Further, the applicants seek an order
that the failure by the respondent to make a decision on a proposal
for an amendment of
a servitude which appears in the title deed
relating to the property, be reviewed and set aside, and that the
respondent be ordered
to facilitate the amendment as proposed, by
executing a notarial deed of amendment.
The two applicants are trustees in
the Cameron Scott Family Trust (the Trust). The Trust invests in
immovable property and other
capital investments.
The respondent is the Nelson Mandela
Bay Municipality, a municipality established in terms of the
provisions of the
Local Government Municipal Structures Act, 117 of
1998
.
During 2002 the Trust acquired the
property in question. In 2010 the Trust set out to develop the
property by building a warehouse
thereon. The plans for the
development were duly approved and construction started in the same
year (2010).
At some stage subsequent to
completion of the building it became apparent that the warehouse
encroached on a portion of the property
which is reserved for public
parking. It is common cause that the building plans in respect of
the warehouse building had been
approved by the respondent on two
occasions prior to construction of the building. The reservation for
public parking is set
out in the following condition contained in
the title deed relating to the property:

In
so far as concerns the figure HjuvklmnDEFGyxw on Diagram No. 137/1996
aforesaid:
Subject
to the following conditions contained in Deed of Transfer 37968/1996
imposed by the Municipality solely in its favour and
enforceable by
it, binding the Transferee and its successor-in-title (all of whom
are mentioned in the hereinafter mentioned expression
“owner”)
provided that the Municipality shall always have the right (on such
terms as it may in its sole discretion
impose) to vary, or relax any
of the said conditions by agreement with the owner, namely:-
(d)
The property hereby transferred is subject to a servitude for parking
purposes in favour of the general public

(emphasis supplied)
It is the servitude referred to in
this condition that is the subject of these proceedings. The
encroachment on the parking area
reduces the portion of the property
reserved for public parking by 446m².
Reverting to the building, it is not
in dispute that on completion of the construction of the warehouse
building, the Trust submitted
an application for provision of
electricity supply to the property. On 25 October 2010 the
respondent furnished a quotation of
the amount which the Trust had
to pay therefore. Payment was made by the Trust, accordingly, on 27
October 2010.

> **A block of data**:
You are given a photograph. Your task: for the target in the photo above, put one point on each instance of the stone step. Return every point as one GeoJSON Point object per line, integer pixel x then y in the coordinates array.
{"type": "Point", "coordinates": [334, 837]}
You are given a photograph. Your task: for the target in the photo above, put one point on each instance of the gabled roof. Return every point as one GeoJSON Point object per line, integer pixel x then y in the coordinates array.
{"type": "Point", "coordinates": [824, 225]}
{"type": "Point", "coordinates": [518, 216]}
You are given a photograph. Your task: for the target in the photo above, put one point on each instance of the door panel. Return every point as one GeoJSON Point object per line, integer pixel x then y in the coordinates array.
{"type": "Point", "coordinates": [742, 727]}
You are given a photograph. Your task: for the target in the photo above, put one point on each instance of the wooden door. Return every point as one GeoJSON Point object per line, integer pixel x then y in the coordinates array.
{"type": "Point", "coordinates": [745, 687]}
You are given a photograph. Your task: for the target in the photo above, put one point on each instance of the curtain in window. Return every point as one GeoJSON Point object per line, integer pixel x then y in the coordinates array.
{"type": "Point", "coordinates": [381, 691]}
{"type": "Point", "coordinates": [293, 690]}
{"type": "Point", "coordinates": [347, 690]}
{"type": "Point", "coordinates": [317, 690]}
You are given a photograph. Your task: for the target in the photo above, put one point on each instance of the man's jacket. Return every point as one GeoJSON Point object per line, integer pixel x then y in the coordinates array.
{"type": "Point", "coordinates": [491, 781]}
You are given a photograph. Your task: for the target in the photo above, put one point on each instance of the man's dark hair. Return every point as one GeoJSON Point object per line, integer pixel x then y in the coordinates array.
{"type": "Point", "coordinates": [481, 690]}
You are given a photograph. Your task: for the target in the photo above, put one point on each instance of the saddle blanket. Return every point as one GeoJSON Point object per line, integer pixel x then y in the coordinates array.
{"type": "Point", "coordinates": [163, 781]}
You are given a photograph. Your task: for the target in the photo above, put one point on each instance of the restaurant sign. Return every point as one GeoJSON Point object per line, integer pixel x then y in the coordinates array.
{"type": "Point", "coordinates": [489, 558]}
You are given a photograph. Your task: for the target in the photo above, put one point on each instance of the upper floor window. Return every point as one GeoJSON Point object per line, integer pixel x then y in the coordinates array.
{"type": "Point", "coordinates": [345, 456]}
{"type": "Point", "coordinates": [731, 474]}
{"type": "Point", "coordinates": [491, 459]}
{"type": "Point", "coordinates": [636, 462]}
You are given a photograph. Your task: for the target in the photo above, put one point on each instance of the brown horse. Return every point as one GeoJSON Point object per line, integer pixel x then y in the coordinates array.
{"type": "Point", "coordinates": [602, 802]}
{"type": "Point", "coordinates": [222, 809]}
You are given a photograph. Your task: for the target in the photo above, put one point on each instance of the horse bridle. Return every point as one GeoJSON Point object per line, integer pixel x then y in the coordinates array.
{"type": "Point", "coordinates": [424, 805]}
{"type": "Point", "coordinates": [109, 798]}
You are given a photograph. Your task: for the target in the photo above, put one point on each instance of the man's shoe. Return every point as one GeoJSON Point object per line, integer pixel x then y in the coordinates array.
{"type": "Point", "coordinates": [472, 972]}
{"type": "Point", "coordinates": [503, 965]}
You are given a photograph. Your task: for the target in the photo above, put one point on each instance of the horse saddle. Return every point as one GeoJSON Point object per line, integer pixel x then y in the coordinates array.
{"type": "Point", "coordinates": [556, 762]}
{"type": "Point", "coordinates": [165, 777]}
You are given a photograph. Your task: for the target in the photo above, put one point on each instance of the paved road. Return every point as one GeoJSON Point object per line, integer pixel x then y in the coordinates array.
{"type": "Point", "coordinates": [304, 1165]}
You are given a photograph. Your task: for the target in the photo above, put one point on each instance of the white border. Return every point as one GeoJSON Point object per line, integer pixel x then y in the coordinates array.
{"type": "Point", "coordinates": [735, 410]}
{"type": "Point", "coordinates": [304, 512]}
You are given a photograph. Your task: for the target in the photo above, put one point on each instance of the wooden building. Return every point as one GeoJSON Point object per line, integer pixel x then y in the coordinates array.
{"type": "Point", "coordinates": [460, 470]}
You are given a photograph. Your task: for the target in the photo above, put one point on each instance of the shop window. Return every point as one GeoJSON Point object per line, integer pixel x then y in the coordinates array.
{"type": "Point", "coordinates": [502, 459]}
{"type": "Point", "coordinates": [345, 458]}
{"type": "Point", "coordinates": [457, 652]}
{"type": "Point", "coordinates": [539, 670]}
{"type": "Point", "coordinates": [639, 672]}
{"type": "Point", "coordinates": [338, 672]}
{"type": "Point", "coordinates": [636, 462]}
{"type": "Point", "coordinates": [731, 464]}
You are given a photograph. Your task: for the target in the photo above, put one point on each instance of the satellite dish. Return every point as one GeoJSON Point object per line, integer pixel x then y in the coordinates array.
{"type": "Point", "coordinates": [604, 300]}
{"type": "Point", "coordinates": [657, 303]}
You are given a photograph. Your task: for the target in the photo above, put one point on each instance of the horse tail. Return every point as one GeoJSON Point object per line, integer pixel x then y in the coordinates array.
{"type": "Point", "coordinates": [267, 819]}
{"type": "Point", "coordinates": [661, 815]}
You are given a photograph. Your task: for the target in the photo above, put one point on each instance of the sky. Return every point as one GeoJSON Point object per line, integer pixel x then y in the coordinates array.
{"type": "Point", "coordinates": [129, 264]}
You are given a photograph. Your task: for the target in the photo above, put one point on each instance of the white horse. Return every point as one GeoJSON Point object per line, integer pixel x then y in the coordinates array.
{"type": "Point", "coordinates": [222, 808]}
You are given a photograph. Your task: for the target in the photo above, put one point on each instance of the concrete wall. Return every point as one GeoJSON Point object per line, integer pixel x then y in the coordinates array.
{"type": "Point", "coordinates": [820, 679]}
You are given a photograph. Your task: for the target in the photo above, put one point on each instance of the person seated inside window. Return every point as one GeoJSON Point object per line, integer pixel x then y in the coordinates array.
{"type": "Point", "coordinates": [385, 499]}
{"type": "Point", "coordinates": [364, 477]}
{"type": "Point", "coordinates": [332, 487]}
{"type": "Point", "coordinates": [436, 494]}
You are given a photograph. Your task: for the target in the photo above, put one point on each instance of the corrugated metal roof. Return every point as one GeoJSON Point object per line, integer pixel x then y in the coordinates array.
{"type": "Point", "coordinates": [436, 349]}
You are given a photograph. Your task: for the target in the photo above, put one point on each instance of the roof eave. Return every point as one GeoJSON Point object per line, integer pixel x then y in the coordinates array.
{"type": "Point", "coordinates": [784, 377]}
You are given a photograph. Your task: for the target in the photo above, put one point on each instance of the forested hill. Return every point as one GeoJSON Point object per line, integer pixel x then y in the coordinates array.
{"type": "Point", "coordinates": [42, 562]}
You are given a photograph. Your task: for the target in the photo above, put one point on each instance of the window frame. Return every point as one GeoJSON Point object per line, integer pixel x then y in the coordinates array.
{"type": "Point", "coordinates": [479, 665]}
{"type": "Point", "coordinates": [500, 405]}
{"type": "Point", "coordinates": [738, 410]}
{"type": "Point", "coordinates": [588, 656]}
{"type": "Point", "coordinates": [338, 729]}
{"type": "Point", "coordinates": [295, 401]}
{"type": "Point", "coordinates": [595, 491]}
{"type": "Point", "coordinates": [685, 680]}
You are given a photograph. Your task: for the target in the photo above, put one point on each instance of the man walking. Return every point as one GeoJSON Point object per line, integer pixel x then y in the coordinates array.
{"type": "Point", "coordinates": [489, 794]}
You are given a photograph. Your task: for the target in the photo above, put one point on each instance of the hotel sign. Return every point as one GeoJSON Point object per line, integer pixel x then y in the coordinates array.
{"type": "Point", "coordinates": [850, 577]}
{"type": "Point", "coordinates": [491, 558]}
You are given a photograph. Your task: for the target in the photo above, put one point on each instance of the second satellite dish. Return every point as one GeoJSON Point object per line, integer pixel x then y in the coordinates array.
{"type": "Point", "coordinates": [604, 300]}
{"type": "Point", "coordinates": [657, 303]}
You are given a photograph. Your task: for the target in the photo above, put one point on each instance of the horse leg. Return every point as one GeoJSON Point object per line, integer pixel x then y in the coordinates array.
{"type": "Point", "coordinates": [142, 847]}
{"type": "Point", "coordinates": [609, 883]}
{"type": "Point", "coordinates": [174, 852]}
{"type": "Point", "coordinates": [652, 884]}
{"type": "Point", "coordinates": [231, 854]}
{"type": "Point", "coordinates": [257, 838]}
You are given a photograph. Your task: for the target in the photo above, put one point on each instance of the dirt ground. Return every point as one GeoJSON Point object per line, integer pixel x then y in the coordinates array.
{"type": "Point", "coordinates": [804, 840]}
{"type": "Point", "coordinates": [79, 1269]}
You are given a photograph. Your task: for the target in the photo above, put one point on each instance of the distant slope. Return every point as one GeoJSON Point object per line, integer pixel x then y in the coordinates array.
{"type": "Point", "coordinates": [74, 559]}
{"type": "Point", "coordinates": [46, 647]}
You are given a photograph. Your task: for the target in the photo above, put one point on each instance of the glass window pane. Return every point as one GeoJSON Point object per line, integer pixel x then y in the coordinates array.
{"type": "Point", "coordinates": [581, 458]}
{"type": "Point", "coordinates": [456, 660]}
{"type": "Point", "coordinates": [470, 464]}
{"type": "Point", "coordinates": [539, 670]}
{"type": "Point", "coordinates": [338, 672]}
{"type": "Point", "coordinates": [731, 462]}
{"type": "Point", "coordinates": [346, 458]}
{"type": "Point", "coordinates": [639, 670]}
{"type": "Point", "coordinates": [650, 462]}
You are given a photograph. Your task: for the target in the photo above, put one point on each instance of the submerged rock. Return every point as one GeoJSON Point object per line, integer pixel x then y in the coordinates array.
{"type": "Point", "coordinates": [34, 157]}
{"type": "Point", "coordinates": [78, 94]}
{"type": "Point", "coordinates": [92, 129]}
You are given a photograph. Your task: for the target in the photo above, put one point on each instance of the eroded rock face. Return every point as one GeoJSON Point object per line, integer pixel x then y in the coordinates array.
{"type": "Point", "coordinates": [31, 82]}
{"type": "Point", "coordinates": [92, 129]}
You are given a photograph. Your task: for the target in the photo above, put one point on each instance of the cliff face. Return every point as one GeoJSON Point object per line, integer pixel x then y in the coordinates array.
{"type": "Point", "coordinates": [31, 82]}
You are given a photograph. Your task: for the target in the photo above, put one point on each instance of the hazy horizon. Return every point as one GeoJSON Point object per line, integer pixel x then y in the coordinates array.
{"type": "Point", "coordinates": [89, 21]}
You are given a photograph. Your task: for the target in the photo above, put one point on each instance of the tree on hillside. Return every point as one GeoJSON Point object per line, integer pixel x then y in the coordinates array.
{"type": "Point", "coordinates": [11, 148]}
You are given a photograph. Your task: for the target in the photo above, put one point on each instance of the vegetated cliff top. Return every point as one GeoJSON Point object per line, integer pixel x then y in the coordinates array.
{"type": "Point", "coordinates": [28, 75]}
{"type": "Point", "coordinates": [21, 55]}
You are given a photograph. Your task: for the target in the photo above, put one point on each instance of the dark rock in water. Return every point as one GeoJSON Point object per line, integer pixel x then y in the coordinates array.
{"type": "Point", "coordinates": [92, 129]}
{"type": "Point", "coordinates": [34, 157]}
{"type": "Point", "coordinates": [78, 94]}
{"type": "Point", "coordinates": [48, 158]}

> **Stated problem 1**: From the passage about the Trust's servitude dispute, print the text from "During 2002 the" up to and including "year (2010).".
> **Stated problem 2**: Carry on the passage about the Trust's servitude dispute with the municipality, starting right after its last sentence.

> **Reply 1**:
During 2002 the Trust acquired the
property in question. In 2010 the Trust set out to develop the
property by building a warehouse
thereon. The plans for the
development were duly approved and construction started in the same
year (2010).

> **Reply 2**:
The property is located within a
business area in Korsten, in close proximity with a number of other
businesses. The parking area
provided for in the servitude would be
for use by members of the public visiting all these businesses.
In attempting to compensate for the
encroachment, the applicant has, since the discovery of the
encroachment, made a number of
proposals to the respondent. It is
the last of these proposals that is the subject of this application.
In essence the proposals
suggest relocation of the portion of the
parking reduced as a result of the encroachment to a different
portion of the property.
Included in the proposals and discussions
relating thereto, was a proposal made on behalf of the Trust to
address a concern expressed
by Mr Balu Naran, an owner of a
neighbouring business property, regarding access by members of the
public to the businesses from
a nearby street, Essex Street. More
specifically, in the three proposals submitted to the respondent, on
behalf of the Trust,
on 6 October 2010 it was suggested that
additional 11 parking bays be provided on Essex Street, with a
pedestrian alleyway and
access control thereon to the businesses, to
resolve the concern relating to access from Essex Street. Regarding
the encroachment,
the suggestion was that a portion of the property
(identified in a diagram which forms part of the papers and
described as bordering
on Bester to Cottrell Streets) be reserved to
compensate for the encroachment. The Trust would be liable for
expenses related
to the paving and marking of the “new”
parking bays.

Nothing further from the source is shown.